→ Problem details
Your task is to extract the lines from the one holding "sky on this basis." through the end of the material. Set them down exactly and add nothing.

(Object point labels)
###

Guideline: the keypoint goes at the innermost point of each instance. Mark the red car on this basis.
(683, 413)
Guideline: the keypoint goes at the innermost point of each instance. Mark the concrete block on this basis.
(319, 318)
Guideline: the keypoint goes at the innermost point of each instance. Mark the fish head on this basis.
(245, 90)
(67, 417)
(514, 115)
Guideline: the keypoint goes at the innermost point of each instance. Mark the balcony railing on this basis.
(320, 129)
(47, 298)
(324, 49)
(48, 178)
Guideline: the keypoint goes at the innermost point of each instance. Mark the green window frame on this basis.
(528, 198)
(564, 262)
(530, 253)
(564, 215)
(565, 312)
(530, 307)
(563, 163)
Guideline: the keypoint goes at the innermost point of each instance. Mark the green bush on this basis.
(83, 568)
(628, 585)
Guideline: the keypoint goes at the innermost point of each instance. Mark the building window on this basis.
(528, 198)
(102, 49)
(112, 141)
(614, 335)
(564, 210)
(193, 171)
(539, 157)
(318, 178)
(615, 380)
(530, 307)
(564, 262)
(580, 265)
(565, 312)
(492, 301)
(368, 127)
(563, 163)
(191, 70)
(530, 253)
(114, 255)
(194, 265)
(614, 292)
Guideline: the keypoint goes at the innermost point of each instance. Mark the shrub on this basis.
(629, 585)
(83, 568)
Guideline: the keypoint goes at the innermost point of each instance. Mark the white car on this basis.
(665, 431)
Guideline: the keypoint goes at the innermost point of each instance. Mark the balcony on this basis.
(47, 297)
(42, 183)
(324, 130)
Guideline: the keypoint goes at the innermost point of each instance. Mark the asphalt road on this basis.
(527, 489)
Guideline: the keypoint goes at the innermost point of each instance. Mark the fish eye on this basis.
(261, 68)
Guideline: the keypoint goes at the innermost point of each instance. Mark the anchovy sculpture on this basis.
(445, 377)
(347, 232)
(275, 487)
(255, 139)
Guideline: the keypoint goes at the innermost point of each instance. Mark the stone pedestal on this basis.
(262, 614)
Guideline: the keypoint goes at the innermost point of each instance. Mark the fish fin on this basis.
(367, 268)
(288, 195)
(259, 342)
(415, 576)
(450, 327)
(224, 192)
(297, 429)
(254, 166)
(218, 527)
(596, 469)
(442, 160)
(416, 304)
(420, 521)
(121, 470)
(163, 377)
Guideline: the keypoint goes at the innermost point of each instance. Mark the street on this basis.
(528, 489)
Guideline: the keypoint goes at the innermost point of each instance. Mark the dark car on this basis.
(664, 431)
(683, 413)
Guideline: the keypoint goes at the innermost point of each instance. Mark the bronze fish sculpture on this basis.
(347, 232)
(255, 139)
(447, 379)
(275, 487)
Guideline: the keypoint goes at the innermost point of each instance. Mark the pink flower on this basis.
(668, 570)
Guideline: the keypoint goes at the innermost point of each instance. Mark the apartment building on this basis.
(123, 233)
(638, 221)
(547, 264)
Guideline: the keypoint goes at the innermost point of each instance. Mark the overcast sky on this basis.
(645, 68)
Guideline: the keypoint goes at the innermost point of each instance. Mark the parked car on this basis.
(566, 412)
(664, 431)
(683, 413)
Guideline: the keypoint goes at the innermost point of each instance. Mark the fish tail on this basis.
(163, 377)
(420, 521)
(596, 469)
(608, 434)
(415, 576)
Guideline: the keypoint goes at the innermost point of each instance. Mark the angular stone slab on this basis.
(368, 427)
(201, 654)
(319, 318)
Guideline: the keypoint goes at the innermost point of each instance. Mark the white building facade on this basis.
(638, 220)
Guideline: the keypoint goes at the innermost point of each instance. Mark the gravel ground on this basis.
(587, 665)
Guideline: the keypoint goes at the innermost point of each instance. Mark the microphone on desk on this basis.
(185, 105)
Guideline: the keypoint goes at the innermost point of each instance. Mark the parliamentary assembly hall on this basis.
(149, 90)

###

→ Exercise answer
Guideline: the keypoint goes at the innermost point of each instance. Mark the overcast sky on this basis.
(645, 68)
Guideline: the keypoint goes at the innermost point of each instance. Mark the parked car on this basis.
(566, 412)
(664, 431)
(683, 413)
Guideline: the keypoint goes at the innermost point of each instance. Mark the fish tail on this basis.
(163, 377)
(420, 521)
(596, 469)
(608, 434)
(415, 576)
Guideline: the keypoint goes at the innermost point of each instance. Mark the angular stone slab on this basis.
(368, 427)
(201, 654)
(319, 318)
Guideline: the keypoint goes at the innermost point of each instance. Mark the white building facade on this basis.
(638, 220)
Guideline: the keypoint goes at the innermost point of each instance. Mark the gravel ground on this basis.
(587, 665)
Guideline: the keypoint goes at the innermost point of each instance. Mark the microphone on desk on this basis.
(185, 105)
Guideline: the keypoint goes at the innermost point of each instance. Mark the parliamentary assembly hall on this basis.
(149, 90)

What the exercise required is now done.